Directions:
Write out the data again exactly, skipping every picture.

Provided data:
=======
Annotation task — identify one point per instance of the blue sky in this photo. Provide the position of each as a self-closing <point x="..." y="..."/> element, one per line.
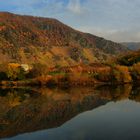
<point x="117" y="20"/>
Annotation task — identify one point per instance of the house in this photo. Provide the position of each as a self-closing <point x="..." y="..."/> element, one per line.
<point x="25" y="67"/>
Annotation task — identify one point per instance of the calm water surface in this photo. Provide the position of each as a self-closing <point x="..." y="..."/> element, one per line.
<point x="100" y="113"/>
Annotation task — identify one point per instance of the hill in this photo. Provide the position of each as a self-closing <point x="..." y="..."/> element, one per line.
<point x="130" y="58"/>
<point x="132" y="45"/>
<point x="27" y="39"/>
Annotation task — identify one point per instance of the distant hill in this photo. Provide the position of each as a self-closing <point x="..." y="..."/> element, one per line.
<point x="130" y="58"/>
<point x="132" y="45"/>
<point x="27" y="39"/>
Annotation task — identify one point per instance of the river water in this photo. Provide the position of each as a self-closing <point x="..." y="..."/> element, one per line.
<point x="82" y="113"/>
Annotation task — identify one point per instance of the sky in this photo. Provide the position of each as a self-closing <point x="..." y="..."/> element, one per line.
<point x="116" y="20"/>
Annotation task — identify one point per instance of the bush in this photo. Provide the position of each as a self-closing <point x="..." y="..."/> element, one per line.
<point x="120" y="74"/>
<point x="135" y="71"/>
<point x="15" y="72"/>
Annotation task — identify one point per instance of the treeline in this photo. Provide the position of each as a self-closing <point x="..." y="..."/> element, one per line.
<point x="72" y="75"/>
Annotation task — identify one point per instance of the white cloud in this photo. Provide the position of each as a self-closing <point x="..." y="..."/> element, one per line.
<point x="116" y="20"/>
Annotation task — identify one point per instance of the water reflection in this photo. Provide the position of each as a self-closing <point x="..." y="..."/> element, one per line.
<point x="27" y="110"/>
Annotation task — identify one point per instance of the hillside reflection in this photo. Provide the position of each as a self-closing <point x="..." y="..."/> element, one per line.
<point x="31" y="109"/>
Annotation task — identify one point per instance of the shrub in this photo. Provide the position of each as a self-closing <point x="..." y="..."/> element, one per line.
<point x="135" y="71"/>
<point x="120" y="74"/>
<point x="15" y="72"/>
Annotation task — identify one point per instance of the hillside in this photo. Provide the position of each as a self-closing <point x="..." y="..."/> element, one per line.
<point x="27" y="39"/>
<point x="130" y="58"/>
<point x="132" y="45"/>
=======
Answer to this exercise:
Annotation task — identify one point per instance of the blue sky in this photo. Provide the position of each as a self-closing <point x="..." y="..."/> element, one per line.
<point x="117" y="20"/>
Annotation task — identify one point per instance of the house in this photo. Provide the position of each as a self-closing <point x="..." y="..."/> element, one per line.
<point x="25" y="67"/>
Annotation task — identify one point per instance of the calm water surface in this photo. Provide the position of each as a self-closing <point x="..." y="..."/> element, one per line.
<point x="100" y="113"/>
Annotation task — identify one point per instance of the hill in this photo. Provide the position of each as a self-closing <point x="..." y="..."/> element, one per line.
<point x="130" y="58"/>
<point x="132" y="45"/>
<point x="27" y="39"/>
Annotation task — identify one point per instance of the distant hill in this photo. Provide the position of each as a self-closing <point x="..." y="..."/> element, one per line.
<point x="130" y="58"/>
<point x="132" y="45"/>
<point x="27" y="39"/>
Annotation task — identify one point per instance of the river water in this photo. Provide the position of each as a self-closing <point x="..." y="..."/> element, one per line.
<point x="82" y="113"/>
Annotation task — identify one point per instance of the sky in this photo. Provide the position of each as a self-closing <point x="..." y="..."/> element, one per line.
<point x="116" y="20"/>
Annotation task — identify one point per instance of the bush in this photo. Provide the position of each as a self-closing <point x="..." y="..."/> element, one per line.
<point x="120" y="74"/>
<point x="135" y="71"/>
<point x="15" y="72"/>
Annotation task — identify one point per instance of the treeline in this photo. Provide the position of each as a self-closing <point x="..." y="..."/> element, one per line.
<point x="72" y="75"/>
Annotation task — identify one point per instance of the white cloud in this photo. Provide the position of each as a self-closing <point x="..." y="..."/> element, one per line.
<point x="116" y="20"/>
Annotation task — identify one point per instance of the water reflection in this photo. Provide the position of each as a self-closing <point x="..." y="..."/> element, one per line.
<point x="27" y="110"/>
Annotation task — identify one point per instance of the hillside reflection in this photo. Provide the position of each as a self-closing <point x="..." y="..."/> element, one per line.
<point x="31" y="109"/>
Annotation task — identify one point per instance of the shrub in this photo. Provide the position of each as a self-closing <point x="..." y="..."/> element, one per line.
<point x="135" y="71"/>
<point x="120" y="74"/>
<point x="15" y="72"/>
Annotation task — identify one point per instance of the hillside in this photo. Provide the position of each as a self-closing <point x="..." y="..."/> element, one per line.
<point x="27" y="39"/>
<point x="130" y="58"/>
<point x="132" y="45"/>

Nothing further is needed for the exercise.